-- Begin Material to process --

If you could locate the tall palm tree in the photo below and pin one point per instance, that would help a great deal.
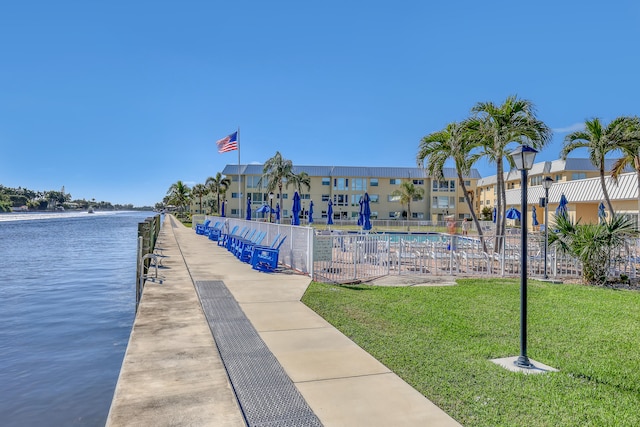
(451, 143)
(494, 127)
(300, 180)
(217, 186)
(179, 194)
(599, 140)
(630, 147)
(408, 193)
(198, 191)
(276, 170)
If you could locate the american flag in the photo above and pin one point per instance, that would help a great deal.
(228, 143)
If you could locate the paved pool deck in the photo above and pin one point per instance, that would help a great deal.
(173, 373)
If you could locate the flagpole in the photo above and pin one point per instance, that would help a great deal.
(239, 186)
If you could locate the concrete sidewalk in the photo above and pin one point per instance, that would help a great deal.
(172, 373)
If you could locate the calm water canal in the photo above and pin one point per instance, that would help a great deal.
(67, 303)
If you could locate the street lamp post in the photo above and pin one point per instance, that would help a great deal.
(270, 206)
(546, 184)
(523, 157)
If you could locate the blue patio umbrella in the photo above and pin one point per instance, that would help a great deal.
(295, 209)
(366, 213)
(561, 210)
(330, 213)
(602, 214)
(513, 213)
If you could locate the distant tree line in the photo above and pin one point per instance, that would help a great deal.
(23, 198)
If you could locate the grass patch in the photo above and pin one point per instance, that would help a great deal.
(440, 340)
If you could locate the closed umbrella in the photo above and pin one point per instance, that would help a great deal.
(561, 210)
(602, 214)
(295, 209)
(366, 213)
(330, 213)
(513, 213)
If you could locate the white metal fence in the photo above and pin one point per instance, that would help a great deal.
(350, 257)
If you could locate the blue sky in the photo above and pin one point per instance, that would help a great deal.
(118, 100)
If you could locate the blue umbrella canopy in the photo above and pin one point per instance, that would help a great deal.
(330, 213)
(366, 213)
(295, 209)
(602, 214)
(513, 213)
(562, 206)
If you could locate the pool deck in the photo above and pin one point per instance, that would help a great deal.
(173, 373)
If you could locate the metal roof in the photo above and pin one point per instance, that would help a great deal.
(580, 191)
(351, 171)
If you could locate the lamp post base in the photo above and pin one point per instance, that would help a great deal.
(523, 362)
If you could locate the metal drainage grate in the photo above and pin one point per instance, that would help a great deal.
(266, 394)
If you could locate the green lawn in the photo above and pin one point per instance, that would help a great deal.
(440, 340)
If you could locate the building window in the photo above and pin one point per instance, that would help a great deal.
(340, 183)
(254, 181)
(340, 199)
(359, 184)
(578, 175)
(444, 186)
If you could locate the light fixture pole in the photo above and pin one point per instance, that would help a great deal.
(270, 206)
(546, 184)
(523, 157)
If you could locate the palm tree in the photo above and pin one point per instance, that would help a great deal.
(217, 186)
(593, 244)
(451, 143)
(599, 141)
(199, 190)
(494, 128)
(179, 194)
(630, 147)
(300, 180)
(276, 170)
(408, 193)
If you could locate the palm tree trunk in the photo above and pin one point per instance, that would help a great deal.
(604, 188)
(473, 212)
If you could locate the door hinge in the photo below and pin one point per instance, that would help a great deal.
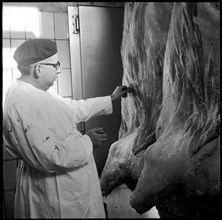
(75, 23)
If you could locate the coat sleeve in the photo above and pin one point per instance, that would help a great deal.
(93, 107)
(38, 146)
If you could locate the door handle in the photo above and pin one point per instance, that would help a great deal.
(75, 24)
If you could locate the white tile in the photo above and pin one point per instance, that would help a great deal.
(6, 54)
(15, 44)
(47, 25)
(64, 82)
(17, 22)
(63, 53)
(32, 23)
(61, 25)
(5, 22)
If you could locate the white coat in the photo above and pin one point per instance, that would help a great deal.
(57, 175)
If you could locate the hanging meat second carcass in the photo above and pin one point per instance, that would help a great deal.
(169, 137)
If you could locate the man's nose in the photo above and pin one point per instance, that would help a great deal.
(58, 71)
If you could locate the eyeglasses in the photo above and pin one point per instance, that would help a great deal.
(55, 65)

-- End Material to process --
-- Begin Material to process --

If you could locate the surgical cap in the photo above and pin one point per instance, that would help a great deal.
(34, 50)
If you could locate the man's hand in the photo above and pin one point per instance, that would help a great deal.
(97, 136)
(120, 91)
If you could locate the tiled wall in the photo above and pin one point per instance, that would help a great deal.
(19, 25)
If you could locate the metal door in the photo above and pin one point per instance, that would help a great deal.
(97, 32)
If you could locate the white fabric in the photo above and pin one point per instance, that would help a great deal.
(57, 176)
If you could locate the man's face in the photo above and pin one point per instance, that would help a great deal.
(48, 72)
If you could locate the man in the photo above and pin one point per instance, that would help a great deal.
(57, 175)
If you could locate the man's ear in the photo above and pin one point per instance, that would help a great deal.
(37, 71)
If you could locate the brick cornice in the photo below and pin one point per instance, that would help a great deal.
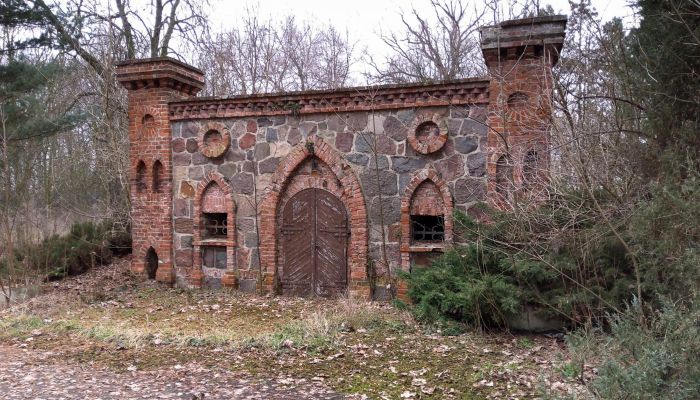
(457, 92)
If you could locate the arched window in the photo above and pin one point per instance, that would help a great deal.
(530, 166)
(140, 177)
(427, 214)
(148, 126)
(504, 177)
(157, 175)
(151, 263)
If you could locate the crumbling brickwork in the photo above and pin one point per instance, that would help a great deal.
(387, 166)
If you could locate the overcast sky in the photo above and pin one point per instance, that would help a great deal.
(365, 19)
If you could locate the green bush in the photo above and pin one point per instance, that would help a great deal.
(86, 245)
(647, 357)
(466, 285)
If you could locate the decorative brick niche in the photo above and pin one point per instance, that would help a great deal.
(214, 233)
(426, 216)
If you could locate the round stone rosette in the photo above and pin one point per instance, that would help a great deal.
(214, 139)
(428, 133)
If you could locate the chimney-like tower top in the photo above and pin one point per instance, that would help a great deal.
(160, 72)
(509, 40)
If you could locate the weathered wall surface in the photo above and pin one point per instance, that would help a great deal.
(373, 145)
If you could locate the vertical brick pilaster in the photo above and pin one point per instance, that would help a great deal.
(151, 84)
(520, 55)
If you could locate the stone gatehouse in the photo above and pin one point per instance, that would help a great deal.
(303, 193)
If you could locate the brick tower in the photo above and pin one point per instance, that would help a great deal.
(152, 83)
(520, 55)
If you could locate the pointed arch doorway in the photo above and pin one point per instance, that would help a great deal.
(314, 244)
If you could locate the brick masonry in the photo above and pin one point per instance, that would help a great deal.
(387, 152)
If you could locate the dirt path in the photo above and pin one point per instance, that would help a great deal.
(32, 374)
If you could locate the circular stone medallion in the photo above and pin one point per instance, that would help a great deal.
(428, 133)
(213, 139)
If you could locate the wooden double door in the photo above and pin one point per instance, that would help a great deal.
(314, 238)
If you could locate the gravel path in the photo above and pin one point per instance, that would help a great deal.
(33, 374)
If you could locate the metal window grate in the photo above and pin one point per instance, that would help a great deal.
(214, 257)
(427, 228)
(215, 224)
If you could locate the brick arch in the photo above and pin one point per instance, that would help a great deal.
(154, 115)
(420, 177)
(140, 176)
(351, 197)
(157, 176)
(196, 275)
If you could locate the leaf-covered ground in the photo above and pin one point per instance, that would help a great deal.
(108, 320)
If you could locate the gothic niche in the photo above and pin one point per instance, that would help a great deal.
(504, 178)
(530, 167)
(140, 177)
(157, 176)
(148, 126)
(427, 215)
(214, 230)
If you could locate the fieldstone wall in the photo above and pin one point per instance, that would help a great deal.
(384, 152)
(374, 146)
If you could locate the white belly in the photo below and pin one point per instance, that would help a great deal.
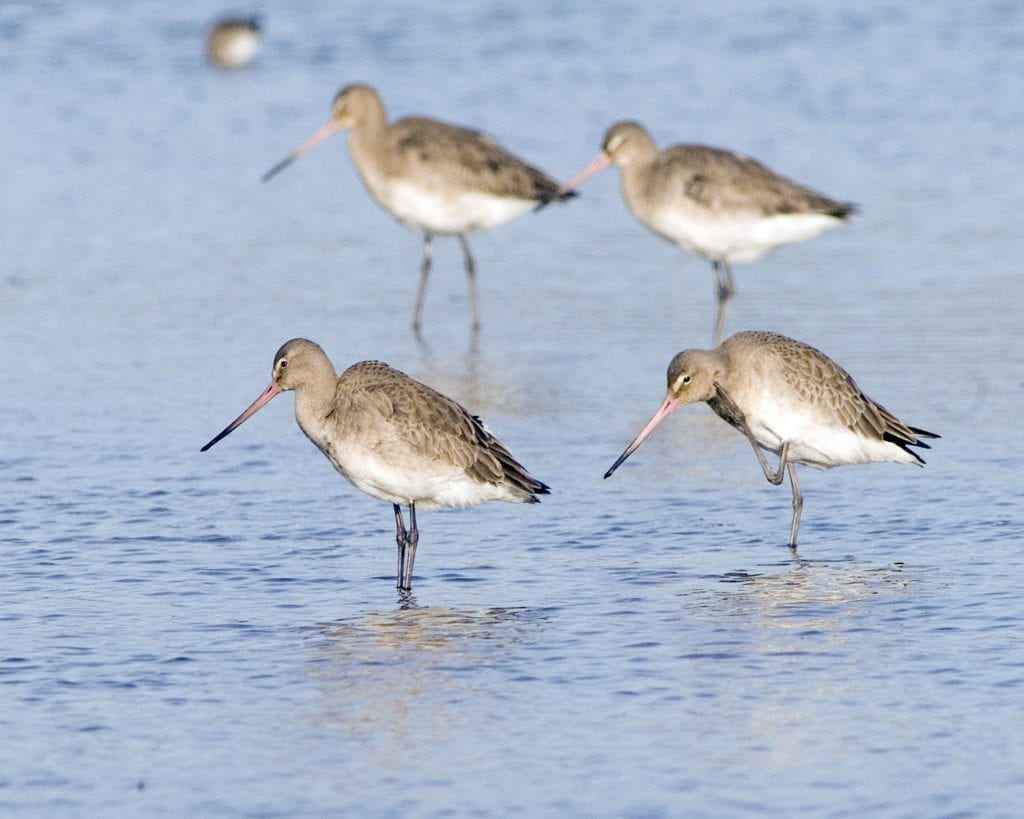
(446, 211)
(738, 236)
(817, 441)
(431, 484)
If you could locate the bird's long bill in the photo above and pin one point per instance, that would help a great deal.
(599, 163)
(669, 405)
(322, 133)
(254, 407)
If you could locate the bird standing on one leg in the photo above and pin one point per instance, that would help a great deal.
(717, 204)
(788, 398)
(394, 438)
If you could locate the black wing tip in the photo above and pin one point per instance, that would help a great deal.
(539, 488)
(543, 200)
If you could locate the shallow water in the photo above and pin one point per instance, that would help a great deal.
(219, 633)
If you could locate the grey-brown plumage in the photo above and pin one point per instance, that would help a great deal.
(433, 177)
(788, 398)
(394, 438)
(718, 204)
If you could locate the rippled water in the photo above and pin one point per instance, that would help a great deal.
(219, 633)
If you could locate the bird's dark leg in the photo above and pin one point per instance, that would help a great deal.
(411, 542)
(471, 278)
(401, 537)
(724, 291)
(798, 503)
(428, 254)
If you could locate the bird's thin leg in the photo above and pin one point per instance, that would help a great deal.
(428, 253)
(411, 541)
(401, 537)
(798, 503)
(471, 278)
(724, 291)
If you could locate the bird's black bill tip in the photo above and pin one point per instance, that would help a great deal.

-- End Material to process --

> [Objective] State how many lines of the data above contain the string "path", treating uppercase and lowercase letters as distinct. Give only the number.

> [Response to the task] 2